WHAT THE EXERCISE ASKS: Output the entries verbatim, including every line.
** Start of DATA SUPPLIED **
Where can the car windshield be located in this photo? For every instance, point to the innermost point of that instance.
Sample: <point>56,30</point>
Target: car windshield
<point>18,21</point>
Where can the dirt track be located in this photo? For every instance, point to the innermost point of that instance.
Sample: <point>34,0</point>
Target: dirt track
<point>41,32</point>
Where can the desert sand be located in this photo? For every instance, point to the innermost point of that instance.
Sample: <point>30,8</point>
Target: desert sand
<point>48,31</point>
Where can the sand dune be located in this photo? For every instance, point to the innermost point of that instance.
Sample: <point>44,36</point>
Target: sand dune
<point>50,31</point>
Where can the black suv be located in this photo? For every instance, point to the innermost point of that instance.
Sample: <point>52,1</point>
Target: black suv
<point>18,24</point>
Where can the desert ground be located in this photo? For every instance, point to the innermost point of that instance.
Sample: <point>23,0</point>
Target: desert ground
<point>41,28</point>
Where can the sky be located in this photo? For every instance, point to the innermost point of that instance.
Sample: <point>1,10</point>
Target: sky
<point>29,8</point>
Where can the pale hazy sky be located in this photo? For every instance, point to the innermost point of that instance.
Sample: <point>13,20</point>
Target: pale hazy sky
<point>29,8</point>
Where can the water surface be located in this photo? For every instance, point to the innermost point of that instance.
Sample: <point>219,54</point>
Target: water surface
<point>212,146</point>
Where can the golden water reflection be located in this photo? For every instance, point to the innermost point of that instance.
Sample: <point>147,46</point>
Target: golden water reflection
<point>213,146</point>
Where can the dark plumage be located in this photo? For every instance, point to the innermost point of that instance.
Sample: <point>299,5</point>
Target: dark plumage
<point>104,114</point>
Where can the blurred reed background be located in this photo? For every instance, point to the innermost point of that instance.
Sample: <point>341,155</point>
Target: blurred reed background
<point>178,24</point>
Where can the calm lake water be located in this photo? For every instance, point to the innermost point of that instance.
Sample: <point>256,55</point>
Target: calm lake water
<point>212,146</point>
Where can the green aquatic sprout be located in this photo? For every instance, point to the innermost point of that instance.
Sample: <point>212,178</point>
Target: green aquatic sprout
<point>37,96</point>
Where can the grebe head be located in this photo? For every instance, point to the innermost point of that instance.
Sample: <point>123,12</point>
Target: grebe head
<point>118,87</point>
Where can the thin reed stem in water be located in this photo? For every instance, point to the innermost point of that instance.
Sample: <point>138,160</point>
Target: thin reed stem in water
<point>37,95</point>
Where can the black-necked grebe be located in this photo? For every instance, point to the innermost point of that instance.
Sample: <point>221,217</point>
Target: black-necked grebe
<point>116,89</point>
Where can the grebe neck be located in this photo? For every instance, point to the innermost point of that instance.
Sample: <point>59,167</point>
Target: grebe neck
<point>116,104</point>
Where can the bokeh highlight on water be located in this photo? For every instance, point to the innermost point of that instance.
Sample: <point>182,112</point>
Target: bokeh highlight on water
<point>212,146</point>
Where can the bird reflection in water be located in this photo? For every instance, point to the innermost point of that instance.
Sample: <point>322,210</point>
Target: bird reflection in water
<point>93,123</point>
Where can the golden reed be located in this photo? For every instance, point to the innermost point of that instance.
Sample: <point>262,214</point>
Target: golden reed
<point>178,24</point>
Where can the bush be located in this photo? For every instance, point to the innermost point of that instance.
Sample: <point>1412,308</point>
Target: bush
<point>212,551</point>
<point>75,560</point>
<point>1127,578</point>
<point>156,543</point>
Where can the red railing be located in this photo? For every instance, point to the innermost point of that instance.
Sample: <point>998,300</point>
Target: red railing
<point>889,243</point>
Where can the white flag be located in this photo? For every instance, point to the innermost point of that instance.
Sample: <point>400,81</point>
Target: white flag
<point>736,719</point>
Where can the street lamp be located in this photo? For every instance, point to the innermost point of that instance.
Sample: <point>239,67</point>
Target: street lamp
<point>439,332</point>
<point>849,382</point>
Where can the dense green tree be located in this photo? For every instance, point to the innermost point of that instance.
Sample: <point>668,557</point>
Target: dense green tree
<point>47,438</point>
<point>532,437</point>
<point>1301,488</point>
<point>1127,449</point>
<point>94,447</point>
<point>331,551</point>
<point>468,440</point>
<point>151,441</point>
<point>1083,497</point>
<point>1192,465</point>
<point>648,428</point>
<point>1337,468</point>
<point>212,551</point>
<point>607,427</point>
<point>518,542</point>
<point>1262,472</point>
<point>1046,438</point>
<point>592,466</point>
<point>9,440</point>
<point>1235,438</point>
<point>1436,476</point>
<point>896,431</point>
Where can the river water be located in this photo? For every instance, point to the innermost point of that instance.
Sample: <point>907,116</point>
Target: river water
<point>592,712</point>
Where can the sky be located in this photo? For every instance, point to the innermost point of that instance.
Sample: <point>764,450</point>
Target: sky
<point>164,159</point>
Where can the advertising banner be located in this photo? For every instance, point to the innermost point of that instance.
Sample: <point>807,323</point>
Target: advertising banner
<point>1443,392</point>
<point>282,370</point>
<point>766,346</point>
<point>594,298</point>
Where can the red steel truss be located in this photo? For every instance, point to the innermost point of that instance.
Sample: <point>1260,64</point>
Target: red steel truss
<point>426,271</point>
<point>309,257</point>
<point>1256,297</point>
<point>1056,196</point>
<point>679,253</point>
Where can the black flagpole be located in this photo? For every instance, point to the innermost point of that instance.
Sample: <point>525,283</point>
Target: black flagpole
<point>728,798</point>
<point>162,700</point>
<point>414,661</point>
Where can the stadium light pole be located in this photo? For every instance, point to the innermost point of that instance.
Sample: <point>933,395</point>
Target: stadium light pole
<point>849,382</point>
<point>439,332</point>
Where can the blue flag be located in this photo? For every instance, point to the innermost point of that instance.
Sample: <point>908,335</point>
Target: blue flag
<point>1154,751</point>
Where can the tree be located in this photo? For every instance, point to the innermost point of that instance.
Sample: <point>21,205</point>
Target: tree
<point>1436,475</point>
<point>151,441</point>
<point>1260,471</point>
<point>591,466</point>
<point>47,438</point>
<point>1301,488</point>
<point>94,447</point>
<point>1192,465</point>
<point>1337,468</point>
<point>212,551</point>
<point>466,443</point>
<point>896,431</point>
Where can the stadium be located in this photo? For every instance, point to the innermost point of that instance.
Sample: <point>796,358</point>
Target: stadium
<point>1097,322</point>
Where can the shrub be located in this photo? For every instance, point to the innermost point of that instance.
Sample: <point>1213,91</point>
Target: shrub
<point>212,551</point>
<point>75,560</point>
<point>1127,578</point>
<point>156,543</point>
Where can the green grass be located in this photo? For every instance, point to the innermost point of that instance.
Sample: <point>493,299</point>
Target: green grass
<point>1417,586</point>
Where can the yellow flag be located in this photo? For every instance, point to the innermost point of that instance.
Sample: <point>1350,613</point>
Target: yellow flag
** End of DATA SUPPLIED **
ANSWER IN FULL:
Where can the car windshield be located in this photo? For every instance, point to the innermost point of that instance.
Sample: <point>56,30</point>
Target: car windshield
<point>18,21</point>
Where can the dirt track be located in this photo? For every instance, point to the innermost point of that instance.
Sample: <point>34,0</point>
Target: dirt track
<point>41,32</point>
Where can the desert sand be located in this photo? For every instance, point to the innermost point of that instance.
Sample: <point>30,8</point>
Target: desert sand
<point>48,31</point>
Where can the sand dune be located in this photo? For every instance, point to the innermost point of that instance.
Sample: <point>44,36</point>
Target: sand dune
<point>50,31</point>
Where can the black suv be located in this photo? For every instance, point to the innermost point of that instance.
Sample: <point>52,1</point>
Target: black suv
<point>18,24</point>
Where can the desert ground be located in this photo? For every instance, point to the innermost point of that instance.
Sample: <point>23,0</point>
Target: desert ground
<point>41,28</point>
Where can the sky be located in this photo? For every instance, point to the innermost point of that instance.
Sample: <point>1,10</point>
Target: sky
<point>29,8</point>
Where can the pale hazy sky be located in this photo? For every instance, point to the innermost point of that instance.
Sample: <point>13,20</point>
Target: pale hazy sky
<point>29,8</point>
Where can the water surface be located in this photo? For every instance, point to the innermost point of that instance.
Sample: <point>219,54</point>
Target: water surface
<point>212,146</point>
Where can the golden water reflection be located in this photo? For every instance, point to the innermost point of that instance.
Sample: <point>147,46</point>
Target: golden water reflection
<point>213,146</point>
Where can the dark plumage be located in this photo? For every instance, point to the innermost point of that instance.
Sample: <point>299,5</point>
Target: dark plumage
<point>104,114</point>
Where can the blurred reed background be located in this photo? For every instance, point to the innermost point of that instance.
Sample: <point>341,155</point>
Target: blurred reed background
<point>178,24</point>
Where can the calm lake water be located in this photo? For every instance, point to the innermost point of that instance.
Sample: <point>256,55</point>
Target: calm lake water
<point>212,146</point>
Where can the green aquatic sprout be located in this photo? For every instance, point to the innermost point of that instance.
Sample: <point>212,178</point>
Target: green aquatic sprout
<point>37,96</point>
Where can the grebe head be located in this photo? For every instance, point to the innermost point of that instance.
Sample: <point>123,12</point>
Target: grebe head
<point>118,87</point>
Where can the thin reed stem in water be located in this photo? For every instance, point to the innermost point of that instance.
Sample: <point>138,160</point>
Target: thin reed stem in water
<point>37,95</point>
Where can the black-necked grebe be located in this photo? For every instance, point to the innermost point of that instance.
Sample: <point>221,217</point>
Target: black-necked grebe
<point>116,89</point>
Where can the grebe neck be located in this photo? For every instance, point to the innermost point of that instance.
Sample: <point>59,167</point>
Target: grebe neck
<point>116,104</point>
Where can the bokeh highlight on water be located in this photo? For every instance, point to the innermost point of that instance.
Sample: <point>182,112</point>
Target: bokeh highlight on water
<point>212,146</point>
Where can the bird reflection in water be located in this photo? For every instance, point to the innermost point of that instance.
Sample: <point>322,210</point>
Target: bird reflection in water
<point>93,123</point>
Where can the golden reed be located in this photo? For every instance, point to the innermost point of that instance.
Sample: <point>262,214</point>
Target: golden reed
<point>178,24</point>
Where can the bush be located in this photo? For every instance, point to the innermost point of that instance.
Sample: <point>1412,308</point>
Target: bush
<point>212,551</point>
<point>75,560</point>
<point>1127,578</point>
<point>156,543</point>
Where can the red railing be located in this photo? For every instance, point to the innermost point of that instance.
Sample: <point>998,300</point>
Target: red railing
<point>889,243</point>
Where can the white flag be located in this photo? For every instance, point to the innermost point of that instance.
Sample: <point>400,81</point>
Target: white flag
<point>736,719</point>
Where can the street lamp be located in this photo? For every instance, point to the innermost point of that instance.
Sample: <point>239,67</point>
Target: street lamp
<point>439,332</point>
<point>849,382</point>
Where can the dense green tree be located in this photo? For every instance, point to the innermost point of that instance.
Sample: <point>668,557</point>
Target: dense green tree
<point>47,438</point>
<point>532,437</point>
<point>1301,488</point>
<point>1127,449</point>
<point>94,447</point>
<point>331,551</point>
<point>468,440</point>
<point>151,441</point>
<point>1083,497</point>
<point>1192,465</point>
<point>648,428</point>
<point>1337,468</point>
<point>212,551</point>
<point>607,427</point>
<point>518,542</point>
<point>1262,472</point>
<point>1046,438</point>
<point>592,466</point>
<point>9,440</point>
<point>1235,438</point>
<point>1436,476</point>
<point>896,431</point>
Where can the river water be located in this photo? For every instance, point to the innermost point of that instance.
Sample: <point>907,116</point>
Target: river water
<point>592,712</point>
Where can the sky be located in this photo? For every instance, point to the innermost point of that instance.
Sample: <point>764,450</point>
Target: sky
<point>164,159</point>
Where can the advertising banner be located in this photo? For every instance, point to the innermost point of that instance.
Sample: <point>807,323</point>
Target: advertising banner
<point>1443,392</point>
<point>282,370</point>
<point>766,346</point>
<point>594,298</point>
Where can the red steel truss be located in this photo? For every instance, point to the innermost point of that instance.
Sample: <point>1260,64</point>
Target: red steel truss
<point>426,271</point>
<point>309,257</point>
<point>1256,297</point>
<point>1056,196</point>
<point>679,253</point>
Where can the black flagpole be located in this photo? For every instance, point to the innermost point of that instance.
Sample: <point>525,283</point>
Target: black flagpole
<point>728,798</point>
<point>162,700</point>
<point>414,661</point>
Where can the stadium light pole be located in this photo? For every instance, point to the innermost point of that instance.
Sample: <point>933,395</point>
Target: stadium light pole
<point>849,382</point>
<point>439,332</point>
Where can the blue flag be located in this photo? For every instance, point to the innermost point of that instance.
Sample: <point>908,335</point>
Target: blue flag
<point>1154,751</point>
Where can the tree be located in this photo? For every instance, point to the innermost point of that instance.
Sample: <point>21,205</point>
Target: tree
<point>1436,475</point>
<point>151,441</point>
<point>1260,471</point>
<point>591,466</point>
<point>47,438</point>
<point>1301,488</point>
<point>94,447</point>
<point>1192,465</point>
<point>1337,468</point>
<point>212,551</point>
<point>466,443</point>
<point>896,431</point>
Where can the stadium be located in this photo? For every instance, point to the innermost point of that instance.
Sample: <point>796,358</point>
Target: stadium
<point>1097,322</point>
Where can the shrub be located in this photo? For every instance, point to the innermost point of that instance.
Sample: <point>1213,91</point>
Target: shrub
<point>212,551</point>
<point>75,560</point>
<point>1127,578</point>
<point>156,543</point>
Where can the green grass be located in this photo? For every instance, point to the innermost point of that instance.
Sample: <point>493,299</point>
Target: green grass
<point>1417,586</point>
Where can the yellow flag be located in this photo? For every instance, point to the innermost point of that instance.
Sample: <point>1350,613</point>
Target: yellow flag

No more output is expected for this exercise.